Task to carry out>
Render every line of the entries below as a numbered list, skipping any blank lines.

Records provided>
----------
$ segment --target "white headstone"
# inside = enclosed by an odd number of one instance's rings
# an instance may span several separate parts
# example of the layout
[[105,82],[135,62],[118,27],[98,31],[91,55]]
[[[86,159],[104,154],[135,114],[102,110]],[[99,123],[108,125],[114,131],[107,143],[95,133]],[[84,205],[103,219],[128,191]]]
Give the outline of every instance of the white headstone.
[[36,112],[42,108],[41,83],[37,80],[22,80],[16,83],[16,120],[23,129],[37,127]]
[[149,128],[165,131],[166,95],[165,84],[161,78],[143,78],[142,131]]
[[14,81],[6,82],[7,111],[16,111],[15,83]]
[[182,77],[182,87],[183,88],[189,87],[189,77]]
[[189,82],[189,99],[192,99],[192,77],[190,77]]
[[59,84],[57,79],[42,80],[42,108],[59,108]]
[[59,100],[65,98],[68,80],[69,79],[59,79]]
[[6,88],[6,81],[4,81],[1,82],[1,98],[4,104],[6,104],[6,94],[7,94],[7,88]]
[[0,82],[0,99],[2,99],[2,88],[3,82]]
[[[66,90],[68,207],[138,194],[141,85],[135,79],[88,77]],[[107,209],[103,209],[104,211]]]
----------
Solution to the exercise>
1. $ segment --target "white headstone"
2. # inside = enclosed by an odd number of one instance's rings
3. # an instance may span several separate parts
4. # example of the layout
5. [[105,82],[135,62],[118,27],[98,31],[91,55]]
6. [[[86,159],[104,154],[135,114],[102,110]],[[99,123],[108,125],[114,131],[107,143],[95,133]],[[84,205],[103,219],[128,191]]]
7. Give the outline of every instance of the white headstone.
8. [[36,112],[42,108],[41,83],[37,80],[22,80],[16,83],[16,120],[23,129],[37,127]]
9. [[149,128],[165,131],[166,95],[165,84],[161,78],[143,78],[142,131]]
10. [[14,81],[6,82],[7,111],[16,111],[15,83]]
11. [[182,77],[182,87],[183,88],[189,87],[189,77]]
12. [[189,82],[189,99],[192,99],[192,77],[190,77]]
13. [[59,84],[57,79],[42,80],[42,108],[59,108]]
14. [[59,100],[65,98],[68,80],[69,79],[59,79]]
15. [[6,88],[6,81],[4,81],[1,82],[1,98],[4,104],[6,104],[6,94],[7,94],[7,88]]
16. [[0,82],[0,99],[2,99],[2,88],[3,82]]
17. [[[66,90],[68,207],[138,194],[141,85],[135,79],[88,77]],[[107,209],[103,209],[104,211]]]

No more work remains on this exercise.